- _Short problem_: Substitute "precise" for "tight" in the data, starting with the line that contains "above contains cloud." and going on through the line that contains "290, 68, 320, 101". Reproduce only those lines, with nothing else changed.

- _Material_:
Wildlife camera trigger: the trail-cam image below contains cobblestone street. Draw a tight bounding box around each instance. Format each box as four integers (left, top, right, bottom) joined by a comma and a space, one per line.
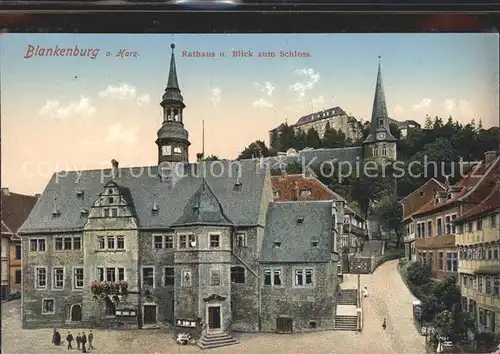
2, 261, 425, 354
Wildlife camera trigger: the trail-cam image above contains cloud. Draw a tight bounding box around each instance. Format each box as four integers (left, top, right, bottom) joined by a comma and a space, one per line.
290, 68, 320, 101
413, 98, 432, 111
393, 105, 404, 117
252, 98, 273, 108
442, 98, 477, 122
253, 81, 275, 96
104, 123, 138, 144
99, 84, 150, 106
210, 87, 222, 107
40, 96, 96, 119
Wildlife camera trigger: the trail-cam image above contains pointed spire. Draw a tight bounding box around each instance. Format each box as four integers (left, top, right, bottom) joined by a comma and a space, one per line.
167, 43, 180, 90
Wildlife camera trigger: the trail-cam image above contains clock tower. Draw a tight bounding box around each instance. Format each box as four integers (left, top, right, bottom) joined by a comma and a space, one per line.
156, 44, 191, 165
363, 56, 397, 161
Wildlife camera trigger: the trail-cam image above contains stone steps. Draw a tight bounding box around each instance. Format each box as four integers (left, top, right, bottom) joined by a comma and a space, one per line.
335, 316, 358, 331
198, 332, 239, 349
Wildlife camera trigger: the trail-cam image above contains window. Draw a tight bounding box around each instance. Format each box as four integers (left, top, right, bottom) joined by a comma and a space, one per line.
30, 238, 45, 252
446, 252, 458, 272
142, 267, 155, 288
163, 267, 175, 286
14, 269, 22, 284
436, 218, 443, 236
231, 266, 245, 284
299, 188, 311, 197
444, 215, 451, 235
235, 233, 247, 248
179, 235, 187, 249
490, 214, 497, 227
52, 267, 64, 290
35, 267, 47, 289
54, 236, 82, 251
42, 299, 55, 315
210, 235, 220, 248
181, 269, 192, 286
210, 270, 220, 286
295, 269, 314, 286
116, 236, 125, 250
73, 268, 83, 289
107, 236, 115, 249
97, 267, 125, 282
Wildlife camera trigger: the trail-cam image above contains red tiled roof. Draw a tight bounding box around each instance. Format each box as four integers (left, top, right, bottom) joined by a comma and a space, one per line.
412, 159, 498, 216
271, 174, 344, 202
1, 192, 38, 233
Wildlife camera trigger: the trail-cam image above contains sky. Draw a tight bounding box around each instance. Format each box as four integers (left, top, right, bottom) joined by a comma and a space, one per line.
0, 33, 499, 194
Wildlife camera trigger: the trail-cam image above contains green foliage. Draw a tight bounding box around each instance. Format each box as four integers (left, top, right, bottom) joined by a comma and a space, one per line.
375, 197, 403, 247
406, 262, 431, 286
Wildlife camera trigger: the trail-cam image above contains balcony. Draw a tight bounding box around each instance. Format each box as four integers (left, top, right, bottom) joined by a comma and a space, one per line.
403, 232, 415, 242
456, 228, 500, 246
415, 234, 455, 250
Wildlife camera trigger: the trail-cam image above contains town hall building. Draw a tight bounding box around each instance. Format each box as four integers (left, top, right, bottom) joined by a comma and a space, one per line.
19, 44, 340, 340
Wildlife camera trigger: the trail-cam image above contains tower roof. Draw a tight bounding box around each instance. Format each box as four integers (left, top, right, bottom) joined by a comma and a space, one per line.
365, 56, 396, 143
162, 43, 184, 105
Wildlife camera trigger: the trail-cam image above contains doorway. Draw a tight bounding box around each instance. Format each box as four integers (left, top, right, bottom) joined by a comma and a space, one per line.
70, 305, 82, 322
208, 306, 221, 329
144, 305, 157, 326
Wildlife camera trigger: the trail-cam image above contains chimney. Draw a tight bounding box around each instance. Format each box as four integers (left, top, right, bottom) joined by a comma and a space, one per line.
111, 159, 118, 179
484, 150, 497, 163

- _Solution for this problem_:
Wildlife camera trigger: the trail-cam image above contains cloud. Draw a precise bounding box around each instance. Format each box as four integers (left, top, right, bottom) joined by a comma and a space, one per line.
290, 68, 320, 101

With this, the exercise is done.